Task data:
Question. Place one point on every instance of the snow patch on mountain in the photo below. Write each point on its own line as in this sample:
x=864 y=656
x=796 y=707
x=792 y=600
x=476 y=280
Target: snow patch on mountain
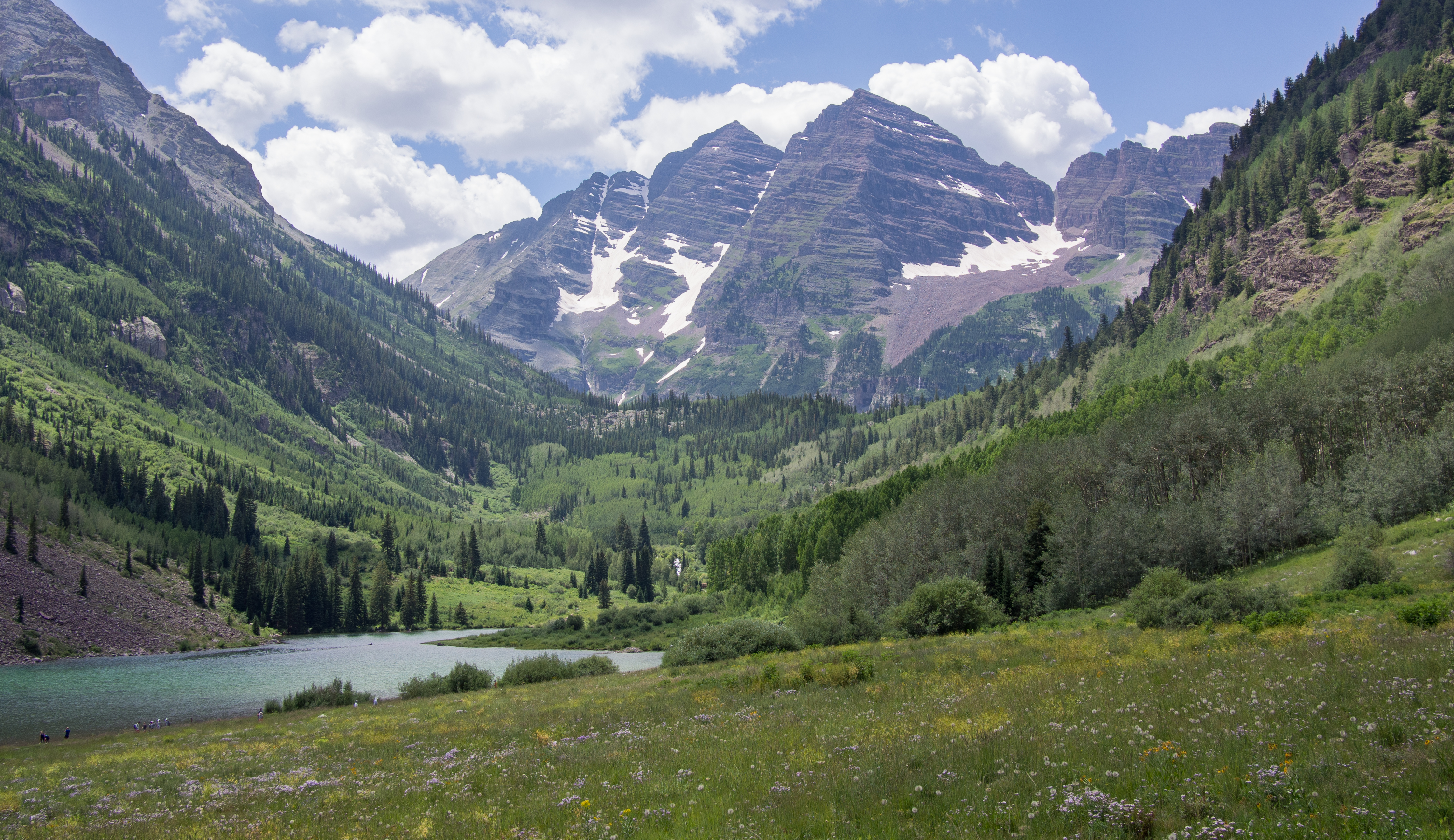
x=1000 y=256
x=678 y=313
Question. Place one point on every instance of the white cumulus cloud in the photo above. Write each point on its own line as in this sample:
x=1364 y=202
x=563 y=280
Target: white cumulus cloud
x=552 y=93
x=1039 y=114
x=361 y=191
x=1200 y=123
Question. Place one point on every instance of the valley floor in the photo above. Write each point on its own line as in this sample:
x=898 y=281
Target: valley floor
x=1074 y=726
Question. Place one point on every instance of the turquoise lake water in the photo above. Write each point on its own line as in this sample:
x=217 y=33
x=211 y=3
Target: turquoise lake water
x=110 y=694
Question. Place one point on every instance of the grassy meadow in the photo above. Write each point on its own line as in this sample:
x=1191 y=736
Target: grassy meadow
x=1077 y=724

What you will do: Reproduce the entire listing above word for word, omitting the picture.

Full answer:
Question. Place one point on every instance of the snow patch on mountain in the photo below. Write each point on its own line as in this sample:
x=864 y=656
x=796 y=707
x=792 y=600
x=476 y=280
Target: snow patch on mountain
x=1000 y=256
x=678 y=313
Question. Place one point on every instance of the white cumulus cloud in the photo above. Write each point on its own line as in this sample:
x=1364 y=202
x=563 y=280
Target: white cumulus cloud
x=552 y=93
x=1039 y=114
x=361 y=191
x=1200 y=123
Question. Place one point on every instance of the valley floor in the photo above. Write each point on its own line as in this sample:
x=898 y=281
Target: valley floor
x=1074 y=726
Question. Place one point on every instance of the turquoise lake water in the photo above. Write each point on its own line as in this sample:
x=217 y=33
x=211 y=3
Target: turquoise lake water
x=110 y=694
Question. Place one point on every instance of the grassy meadow in the photo above. Write each point on its own line as in this sample:
x=1191 y=736
Target: grassy meadow
x=1077 y=724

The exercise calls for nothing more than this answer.